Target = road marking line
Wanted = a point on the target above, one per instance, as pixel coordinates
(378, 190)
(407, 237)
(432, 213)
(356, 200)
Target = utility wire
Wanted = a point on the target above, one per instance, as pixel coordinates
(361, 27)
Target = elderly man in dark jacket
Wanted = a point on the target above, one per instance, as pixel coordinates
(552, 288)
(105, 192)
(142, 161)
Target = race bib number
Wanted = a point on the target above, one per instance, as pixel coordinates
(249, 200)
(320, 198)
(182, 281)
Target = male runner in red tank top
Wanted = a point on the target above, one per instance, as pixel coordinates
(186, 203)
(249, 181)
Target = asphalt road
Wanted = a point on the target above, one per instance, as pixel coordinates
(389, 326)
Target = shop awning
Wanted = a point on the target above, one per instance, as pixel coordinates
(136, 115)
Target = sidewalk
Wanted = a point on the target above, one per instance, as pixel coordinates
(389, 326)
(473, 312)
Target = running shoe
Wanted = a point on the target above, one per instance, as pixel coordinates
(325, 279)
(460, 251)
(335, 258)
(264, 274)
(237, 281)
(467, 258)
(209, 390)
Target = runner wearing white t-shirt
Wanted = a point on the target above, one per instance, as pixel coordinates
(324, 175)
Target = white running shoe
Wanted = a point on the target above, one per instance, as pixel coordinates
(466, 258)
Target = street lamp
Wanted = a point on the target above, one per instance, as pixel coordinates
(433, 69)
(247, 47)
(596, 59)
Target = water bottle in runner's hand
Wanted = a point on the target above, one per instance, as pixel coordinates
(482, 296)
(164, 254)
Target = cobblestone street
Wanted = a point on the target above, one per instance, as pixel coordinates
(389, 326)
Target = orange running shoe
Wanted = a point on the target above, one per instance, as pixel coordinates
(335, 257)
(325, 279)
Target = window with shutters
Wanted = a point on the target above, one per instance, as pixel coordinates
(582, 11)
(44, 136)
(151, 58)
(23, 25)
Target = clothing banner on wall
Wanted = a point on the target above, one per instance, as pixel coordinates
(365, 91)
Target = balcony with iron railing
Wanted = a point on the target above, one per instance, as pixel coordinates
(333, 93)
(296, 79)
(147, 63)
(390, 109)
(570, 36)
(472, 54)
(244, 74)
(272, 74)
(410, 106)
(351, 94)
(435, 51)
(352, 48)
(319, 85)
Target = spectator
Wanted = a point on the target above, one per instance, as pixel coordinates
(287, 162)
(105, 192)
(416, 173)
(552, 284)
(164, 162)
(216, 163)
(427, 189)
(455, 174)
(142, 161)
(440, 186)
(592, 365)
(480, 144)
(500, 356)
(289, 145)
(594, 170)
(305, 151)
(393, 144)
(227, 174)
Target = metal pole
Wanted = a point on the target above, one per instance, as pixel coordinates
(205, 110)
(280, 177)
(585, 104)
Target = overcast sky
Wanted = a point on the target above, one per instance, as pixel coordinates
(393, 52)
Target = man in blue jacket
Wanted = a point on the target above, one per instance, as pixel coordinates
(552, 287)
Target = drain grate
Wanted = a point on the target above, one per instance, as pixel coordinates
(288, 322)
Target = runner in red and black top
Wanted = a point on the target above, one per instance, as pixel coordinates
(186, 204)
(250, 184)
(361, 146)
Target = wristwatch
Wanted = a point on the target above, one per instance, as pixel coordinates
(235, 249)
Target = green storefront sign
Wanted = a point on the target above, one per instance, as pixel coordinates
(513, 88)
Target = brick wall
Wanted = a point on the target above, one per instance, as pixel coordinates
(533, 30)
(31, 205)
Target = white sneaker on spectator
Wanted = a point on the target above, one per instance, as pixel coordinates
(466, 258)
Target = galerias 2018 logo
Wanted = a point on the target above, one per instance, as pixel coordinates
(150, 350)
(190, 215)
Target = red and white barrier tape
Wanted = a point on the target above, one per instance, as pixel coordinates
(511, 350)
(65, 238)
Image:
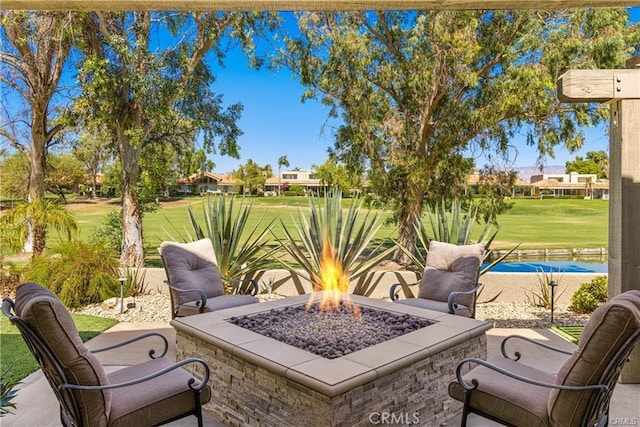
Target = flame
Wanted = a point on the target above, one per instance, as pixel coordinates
(333, 281)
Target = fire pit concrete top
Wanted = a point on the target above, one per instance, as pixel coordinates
(331, 377)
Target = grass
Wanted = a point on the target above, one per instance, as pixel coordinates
(546, 223)
(15, 351)
(571, 333)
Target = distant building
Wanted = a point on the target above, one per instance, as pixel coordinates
(207, 183)
(572, 184)
(303, 178)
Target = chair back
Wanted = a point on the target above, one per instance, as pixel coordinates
(189, 266)
(604, 347)
(53, 339)
(451, 268)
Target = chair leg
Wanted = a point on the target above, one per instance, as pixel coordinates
(198, 408)
(465, 408)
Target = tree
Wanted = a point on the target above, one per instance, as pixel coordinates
(415, 89)
(597, 163)
(93, 150)
(334, 175)
(35, 49)
(38, 215)
(282, 161)
(14, 176)
(64, 174)
(147, 94)
(252, 176)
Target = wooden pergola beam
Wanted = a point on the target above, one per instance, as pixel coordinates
(599, 85)
(298, 5)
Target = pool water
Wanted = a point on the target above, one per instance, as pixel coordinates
(548, 266)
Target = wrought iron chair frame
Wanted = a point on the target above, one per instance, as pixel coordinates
(597, 413)
(69, 409)
(202, 304)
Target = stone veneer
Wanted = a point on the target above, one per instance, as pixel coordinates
(259, 381)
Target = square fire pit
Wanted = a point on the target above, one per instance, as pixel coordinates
(258, 380)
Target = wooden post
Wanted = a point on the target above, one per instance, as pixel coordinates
(622, 89)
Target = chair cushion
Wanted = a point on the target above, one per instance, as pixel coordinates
(434, 305)
(215, 304)
(450, 268)
(510, 400)
(155, 401)
(608, 328)
(192, 266)
(50, 320)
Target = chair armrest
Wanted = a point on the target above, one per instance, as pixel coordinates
(474, 382)
(163, 371)
(517, 354)
(152, 352)
(254, 285)
(203, 297)
(394, 292)
(453, 295)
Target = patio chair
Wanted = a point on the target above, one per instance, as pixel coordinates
(150, 393)
(510, 392)
(194, 280)
(450, 280)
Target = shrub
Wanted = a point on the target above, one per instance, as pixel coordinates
(542, 296)
(80, 273)
(590, 295)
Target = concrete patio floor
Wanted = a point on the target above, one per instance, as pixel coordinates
(37, 406)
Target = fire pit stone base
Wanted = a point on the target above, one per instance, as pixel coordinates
(260, 381)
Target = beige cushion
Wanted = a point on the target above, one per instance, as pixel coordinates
(50, 320)
(192, 266)
(608, 328)
(450, 268)
(510, 400)
(440, 306)
(215, 304)
(155, 401)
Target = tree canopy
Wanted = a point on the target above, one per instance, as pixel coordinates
(416, 89)
(149, 95)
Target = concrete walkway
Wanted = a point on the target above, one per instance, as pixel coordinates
(37, 406)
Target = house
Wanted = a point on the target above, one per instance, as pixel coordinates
(571, 184)
(303, 178)
(207, 182)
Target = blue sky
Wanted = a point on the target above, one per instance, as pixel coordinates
(276, 123)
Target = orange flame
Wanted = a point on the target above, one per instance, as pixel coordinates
(333, 281)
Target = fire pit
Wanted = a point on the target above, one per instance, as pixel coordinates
(258, 380)
(330, 334)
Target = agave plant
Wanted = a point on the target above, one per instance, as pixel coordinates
(455, 228)
(238, 250)
(328, 232)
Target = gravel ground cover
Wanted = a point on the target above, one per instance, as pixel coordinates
(156, 308)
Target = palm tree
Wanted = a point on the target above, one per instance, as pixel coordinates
(36, 216)
(282, 161)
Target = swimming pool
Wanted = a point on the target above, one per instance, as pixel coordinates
(548, 266)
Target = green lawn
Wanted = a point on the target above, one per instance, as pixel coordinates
(571, 333)
(547, 223)
(15, 351)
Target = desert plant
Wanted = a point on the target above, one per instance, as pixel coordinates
(80, 273)
(329, 233)
(238, 250)
(456, 228)
(541, 297)
(8, 392)
(36, 217)
(590, 295)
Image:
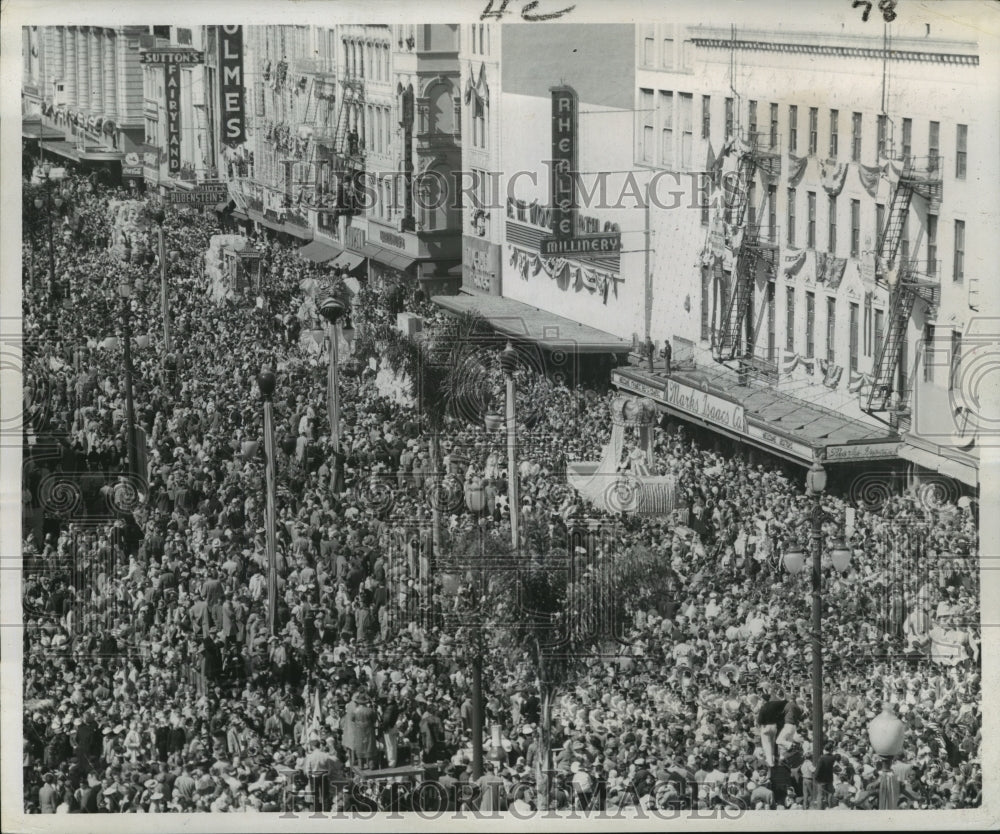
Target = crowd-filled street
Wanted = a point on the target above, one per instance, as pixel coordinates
(153, 681)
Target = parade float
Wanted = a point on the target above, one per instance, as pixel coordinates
(623, 480)
(232, 267)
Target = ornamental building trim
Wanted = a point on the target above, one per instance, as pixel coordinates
(839, 51)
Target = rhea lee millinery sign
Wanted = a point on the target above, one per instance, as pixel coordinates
(565, 240)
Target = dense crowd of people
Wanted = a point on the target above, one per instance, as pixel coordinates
(153, 683)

══════

◆ Your task ◆
Search the entries for "water" and show every line that has it.

◆ Task solution ◆
Target = water bottle in runner's hand
Target = pool water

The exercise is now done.